» **Set problem**
List each line below that contains the word "puddle", copying every such line in full.

» **Entries supplied**
#####

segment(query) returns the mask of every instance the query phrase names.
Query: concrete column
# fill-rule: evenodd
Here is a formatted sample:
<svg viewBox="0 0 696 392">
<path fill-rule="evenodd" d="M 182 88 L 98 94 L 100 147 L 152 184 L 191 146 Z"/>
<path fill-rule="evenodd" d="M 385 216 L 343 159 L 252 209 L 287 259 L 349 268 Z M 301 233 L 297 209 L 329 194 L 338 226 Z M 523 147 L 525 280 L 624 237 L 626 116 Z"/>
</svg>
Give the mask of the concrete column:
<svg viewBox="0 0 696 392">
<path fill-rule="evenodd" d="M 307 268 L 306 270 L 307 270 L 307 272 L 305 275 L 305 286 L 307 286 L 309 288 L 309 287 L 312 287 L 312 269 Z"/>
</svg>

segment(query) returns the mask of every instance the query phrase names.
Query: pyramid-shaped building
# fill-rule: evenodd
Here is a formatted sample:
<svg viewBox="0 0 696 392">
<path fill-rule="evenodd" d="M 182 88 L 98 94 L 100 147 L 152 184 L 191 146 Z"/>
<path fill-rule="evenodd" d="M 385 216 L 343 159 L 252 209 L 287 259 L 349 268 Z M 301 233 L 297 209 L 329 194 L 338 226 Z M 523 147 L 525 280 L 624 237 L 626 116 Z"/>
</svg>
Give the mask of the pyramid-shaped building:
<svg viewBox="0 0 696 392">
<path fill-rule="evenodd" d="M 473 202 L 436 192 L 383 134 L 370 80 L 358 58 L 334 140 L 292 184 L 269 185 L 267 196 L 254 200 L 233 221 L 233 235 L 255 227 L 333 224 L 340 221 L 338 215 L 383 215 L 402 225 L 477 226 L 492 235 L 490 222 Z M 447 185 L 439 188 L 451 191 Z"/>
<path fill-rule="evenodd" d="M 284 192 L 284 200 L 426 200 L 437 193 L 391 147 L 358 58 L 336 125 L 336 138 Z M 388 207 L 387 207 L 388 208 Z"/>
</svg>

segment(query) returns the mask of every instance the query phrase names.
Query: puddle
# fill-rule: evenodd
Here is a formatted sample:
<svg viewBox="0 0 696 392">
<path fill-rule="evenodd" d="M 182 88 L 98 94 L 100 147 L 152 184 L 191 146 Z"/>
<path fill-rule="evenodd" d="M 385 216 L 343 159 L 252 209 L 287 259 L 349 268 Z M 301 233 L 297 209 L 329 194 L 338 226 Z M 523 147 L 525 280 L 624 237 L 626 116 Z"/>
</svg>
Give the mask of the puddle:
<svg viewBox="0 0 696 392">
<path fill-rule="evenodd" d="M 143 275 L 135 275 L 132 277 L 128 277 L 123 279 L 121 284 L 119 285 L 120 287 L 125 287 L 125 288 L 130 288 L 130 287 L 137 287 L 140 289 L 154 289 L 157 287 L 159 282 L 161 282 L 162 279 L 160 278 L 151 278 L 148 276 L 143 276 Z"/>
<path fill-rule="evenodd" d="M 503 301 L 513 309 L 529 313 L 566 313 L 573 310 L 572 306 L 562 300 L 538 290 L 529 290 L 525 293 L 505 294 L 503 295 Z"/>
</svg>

#####

» **Answer to the problem**
Query: puddle
Give the mask of the puddle:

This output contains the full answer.